Nothing but the records, transcribed exactly, should appear in the answer; leave the pictures out.

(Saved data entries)
________________________
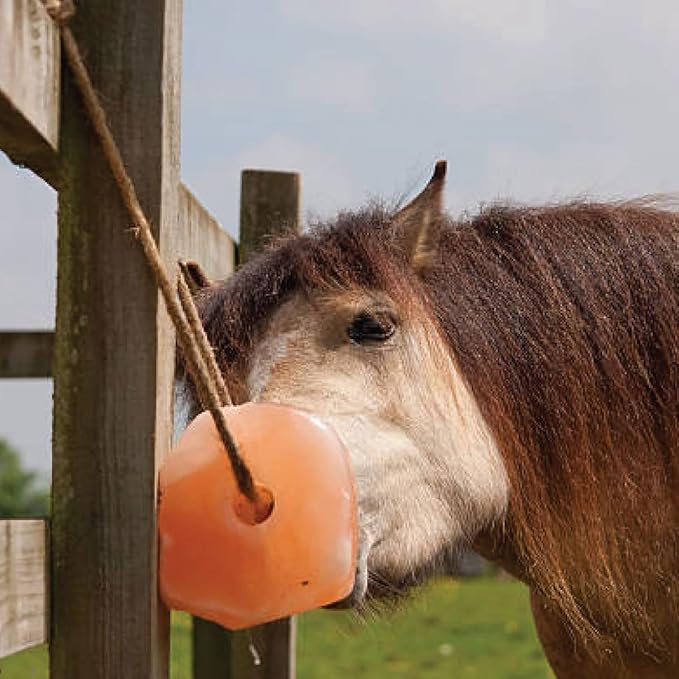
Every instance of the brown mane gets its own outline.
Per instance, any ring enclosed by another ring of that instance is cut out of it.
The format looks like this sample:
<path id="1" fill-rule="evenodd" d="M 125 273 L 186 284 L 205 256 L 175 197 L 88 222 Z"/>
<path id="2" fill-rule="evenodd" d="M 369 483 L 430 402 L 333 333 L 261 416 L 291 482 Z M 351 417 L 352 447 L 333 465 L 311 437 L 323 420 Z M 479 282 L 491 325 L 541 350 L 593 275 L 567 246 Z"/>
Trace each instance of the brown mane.
<path id="1" fill-rule="evenodd" d="M 661 654 L 679 614 L 679 217 L 493 207 L 449 220 L 421 279 L 390 218 L 340 215 L 205 295 L 220 364 L 247 360 L 294 290 L 424 297 L 505 460 L 526 579 L 577 638 Z"/>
________________________
*EXPECTED OUTPUT*.
Every instance of the brown mane gets its own outline.
Per instance, any ring enclosed by another ring of that instance is cut out of it.
The format looks like this sample:
<path id="1" fill-rule="evenodd" d="M 125 273 L 186 284 L 205 256 L 175 197 L 88 222 Z"/>
<path id="2" fill-rule="evenodd" d="M 369 483 L 430 402 L 333 333 L 261 416 L 291 482 Z M 351 417 L 352 447 L 333 465 L 311 437 L 323 420 Z M 479 282 L 491 325 L 541 350 L 593 275 L 567 246 Z"/>
Trace each instance of the brown mane.
<path id="1" fill-rule="evenodd" d="M 661 654 L 679 614 L 679 217 L 493 207 L 449 220 L 421 279 L 390 218 L 340 215 L 205 295 L 220 364 L 247 360 L 294 290 L 424 297 L 505 460 L 526 579 L 577 638 Z"/>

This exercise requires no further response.